## Written problem
Write out the lines of the listing below verbatim, starting at the line containing "query: the noun phrase to segment: street" and running through the end of the listing, with both ends included.

* Begin Given data *

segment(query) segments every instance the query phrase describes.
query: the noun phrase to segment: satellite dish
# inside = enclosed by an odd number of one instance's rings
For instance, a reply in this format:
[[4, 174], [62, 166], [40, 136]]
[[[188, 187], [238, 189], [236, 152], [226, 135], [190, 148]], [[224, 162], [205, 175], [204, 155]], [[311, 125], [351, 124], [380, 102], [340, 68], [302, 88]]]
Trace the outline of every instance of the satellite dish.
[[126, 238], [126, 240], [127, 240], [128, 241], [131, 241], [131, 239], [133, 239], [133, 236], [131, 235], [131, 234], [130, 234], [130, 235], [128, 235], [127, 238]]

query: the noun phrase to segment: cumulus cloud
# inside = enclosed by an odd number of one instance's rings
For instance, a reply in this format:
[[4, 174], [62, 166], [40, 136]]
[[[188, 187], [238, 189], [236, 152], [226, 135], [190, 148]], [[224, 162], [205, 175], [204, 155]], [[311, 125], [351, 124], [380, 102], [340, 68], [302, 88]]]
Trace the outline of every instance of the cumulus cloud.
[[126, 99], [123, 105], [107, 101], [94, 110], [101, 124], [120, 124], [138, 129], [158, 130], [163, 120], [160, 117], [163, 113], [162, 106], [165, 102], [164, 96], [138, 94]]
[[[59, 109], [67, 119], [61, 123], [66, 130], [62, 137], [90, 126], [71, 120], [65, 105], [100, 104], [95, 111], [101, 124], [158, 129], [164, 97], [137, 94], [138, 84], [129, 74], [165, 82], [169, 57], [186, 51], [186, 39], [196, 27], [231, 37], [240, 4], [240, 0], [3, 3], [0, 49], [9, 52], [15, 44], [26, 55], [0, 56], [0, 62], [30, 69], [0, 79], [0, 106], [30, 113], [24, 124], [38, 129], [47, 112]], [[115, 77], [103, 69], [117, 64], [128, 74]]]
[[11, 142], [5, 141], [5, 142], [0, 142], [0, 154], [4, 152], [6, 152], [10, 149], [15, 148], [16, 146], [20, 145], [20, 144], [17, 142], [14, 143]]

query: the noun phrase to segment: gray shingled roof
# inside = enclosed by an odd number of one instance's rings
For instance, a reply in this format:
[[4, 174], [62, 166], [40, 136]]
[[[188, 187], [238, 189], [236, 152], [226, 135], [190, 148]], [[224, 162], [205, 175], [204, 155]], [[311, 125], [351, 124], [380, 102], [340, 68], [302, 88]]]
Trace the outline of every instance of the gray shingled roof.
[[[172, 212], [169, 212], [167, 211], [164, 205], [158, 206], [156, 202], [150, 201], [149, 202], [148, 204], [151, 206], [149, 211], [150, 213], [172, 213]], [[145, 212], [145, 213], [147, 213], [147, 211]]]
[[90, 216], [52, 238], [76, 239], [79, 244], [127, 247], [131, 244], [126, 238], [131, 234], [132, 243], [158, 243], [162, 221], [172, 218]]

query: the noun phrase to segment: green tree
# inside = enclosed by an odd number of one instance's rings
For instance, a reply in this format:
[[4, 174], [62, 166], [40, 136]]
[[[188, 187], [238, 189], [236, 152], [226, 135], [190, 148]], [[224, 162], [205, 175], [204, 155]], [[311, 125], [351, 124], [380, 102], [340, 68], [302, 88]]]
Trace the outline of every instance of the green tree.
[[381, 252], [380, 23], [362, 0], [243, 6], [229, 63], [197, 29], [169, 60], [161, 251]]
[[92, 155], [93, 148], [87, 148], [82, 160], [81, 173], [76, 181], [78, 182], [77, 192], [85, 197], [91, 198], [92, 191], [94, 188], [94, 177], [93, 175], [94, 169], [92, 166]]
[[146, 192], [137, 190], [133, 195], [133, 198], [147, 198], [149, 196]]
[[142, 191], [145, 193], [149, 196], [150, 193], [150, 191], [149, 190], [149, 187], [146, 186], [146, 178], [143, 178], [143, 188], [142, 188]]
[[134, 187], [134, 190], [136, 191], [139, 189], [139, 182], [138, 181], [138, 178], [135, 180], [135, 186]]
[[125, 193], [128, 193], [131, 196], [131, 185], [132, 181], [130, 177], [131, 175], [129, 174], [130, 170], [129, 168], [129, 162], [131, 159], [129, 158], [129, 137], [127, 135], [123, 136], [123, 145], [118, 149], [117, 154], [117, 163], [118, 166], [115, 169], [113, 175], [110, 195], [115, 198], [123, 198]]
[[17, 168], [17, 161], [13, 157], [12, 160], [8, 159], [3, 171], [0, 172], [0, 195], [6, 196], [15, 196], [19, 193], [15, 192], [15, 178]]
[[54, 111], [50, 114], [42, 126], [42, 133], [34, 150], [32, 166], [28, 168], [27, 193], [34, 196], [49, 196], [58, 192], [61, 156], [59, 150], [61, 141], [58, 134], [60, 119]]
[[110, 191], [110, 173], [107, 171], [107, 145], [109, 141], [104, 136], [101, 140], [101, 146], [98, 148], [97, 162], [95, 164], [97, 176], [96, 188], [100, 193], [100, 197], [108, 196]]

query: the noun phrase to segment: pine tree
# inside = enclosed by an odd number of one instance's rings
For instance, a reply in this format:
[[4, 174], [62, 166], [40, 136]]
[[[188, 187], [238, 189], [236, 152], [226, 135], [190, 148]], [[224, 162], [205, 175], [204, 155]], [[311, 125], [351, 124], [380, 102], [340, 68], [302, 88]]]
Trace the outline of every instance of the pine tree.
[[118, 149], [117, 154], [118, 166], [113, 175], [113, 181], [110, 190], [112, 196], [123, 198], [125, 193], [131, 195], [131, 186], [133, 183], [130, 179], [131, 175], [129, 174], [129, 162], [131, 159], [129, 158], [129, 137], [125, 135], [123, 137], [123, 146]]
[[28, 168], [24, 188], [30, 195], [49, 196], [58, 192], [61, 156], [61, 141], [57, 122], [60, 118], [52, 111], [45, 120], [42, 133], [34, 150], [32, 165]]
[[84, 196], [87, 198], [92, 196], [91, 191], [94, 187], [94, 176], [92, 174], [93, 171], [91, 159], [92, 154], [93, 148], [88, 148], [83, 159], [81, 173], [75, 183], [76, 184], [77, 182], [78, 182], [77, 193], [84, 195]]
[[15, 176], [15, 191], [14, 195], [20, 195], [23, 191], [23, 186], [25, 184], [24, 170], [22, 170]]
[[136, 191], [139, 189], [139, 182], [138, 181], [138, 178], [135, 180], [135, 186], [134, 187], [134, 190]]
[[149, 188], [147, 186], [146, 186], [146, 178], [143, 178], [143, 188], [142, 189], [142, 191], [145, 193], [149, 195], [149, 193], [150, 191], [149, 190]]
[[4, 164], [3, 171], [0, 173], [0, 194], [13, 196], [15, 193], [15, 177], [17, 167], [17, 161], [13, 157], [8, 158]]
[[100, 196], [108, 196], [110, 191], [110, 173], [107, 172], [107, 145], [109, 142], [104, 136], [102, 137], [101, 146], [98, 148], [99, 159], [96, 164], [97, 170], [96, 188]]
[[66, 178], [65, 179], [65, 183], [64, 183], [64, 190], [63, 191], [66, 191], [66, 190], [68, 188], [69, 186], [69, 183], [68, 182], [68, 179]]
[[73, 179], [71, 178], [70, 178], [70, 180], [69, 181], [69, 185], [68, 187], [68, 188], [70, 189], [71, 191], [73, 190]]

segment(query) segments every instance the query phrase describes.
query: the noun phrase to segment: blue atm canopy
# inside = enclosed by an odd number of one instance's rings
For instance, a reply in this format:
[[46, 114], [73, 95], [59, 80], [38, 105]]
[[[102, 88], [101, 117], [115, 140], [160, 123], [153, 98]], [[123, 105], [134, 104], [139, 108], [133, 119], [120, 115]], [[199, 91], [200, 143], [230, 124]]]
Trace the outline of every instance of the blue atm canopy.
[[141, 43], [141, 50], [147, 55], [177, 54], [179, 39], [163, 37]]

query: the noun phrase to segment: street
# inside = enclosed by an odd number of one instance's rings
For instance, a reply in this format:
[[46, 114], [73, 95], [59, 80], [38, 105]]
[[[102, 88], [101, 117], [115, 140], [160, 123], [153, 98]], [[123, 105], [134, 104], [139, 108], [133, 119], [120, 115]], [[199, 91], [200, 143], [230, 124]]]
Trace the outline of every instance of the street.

* End Given data *

## Problem solution
query: the noun phrase to segment: street
# inside = enclosed by an odd number of one instance's rings
For instance, a reply in this format:
[[46, 114], [73, 95], [59, 80], [38, 105]]
[[[102, 88], [101, 117], [115, 140], [160, 123], [153, 98]], [[123, 105], [134, 104], [139, 108], [133, 119], [120, 115]], [[199, 91], [200, 143], [230, 124]]]
Trace the outline of every instance of the street.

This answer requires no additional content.